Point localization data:

-*-*-

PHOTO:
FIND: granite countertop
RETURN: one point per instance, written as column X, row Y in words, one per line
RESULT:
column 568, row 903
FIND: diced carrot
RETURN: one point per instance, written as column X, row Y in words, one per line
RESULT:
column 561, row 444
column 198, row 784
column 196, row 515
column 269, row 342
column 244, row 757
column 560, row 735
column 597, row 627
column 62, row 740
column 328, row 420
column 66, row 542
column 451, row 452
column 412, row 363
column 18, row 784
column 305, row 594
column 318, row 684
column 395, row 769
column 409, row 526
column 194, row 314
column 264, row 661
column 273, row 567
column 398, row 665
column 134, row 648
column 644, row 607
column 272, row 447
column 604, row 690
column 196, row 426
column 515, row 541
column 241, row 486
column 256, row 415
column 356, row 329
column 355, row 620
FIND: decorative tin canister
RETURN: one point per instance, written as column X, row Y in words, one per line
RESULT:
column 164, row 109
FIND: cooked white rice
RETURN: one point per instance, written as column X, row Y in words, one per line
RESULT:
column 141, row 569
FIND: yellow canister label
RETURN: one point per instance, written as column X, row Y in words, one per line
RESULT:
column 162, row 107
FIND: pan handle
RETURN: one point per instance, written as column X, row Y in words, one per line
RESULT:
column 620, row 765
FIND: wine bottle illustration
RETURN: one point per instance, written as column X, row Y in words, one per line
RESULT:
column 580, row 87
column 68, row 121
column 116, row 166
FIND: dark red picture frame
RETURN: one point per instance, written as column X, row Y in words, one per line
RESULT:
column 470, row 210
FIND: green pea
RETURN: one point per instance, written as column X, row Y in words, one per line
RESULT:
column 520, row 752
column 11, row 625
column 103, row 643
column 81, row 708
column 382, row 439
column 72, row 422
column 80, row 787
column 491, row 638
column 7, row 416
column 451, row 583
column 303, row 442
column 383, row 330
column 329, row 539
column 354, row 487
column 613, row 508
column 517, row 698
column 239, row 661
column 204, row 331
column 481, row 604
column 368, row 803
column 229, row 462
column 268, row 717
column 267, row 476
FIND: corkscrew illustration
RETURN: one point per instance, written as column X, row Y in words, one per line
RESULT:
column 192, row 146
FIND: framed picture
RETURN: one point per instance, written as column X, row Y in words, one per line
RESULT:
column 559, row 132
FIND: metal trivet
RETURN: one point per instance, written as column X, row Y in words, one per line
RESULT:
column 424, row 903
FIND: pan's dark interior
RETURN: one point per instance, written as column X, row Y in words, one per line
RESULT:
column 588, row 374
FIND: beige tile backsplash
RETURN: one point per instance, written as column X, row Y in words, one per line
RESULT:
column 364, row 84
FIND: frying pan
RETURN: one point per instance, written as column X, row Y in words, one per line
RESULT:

-*-*-

**EXERCISE**
In the records above, find each line that mentions the string "canister", then copy it.

**EXPECTED OUTPUT**
FIND: decorative tin canister
FIND: yellow canister label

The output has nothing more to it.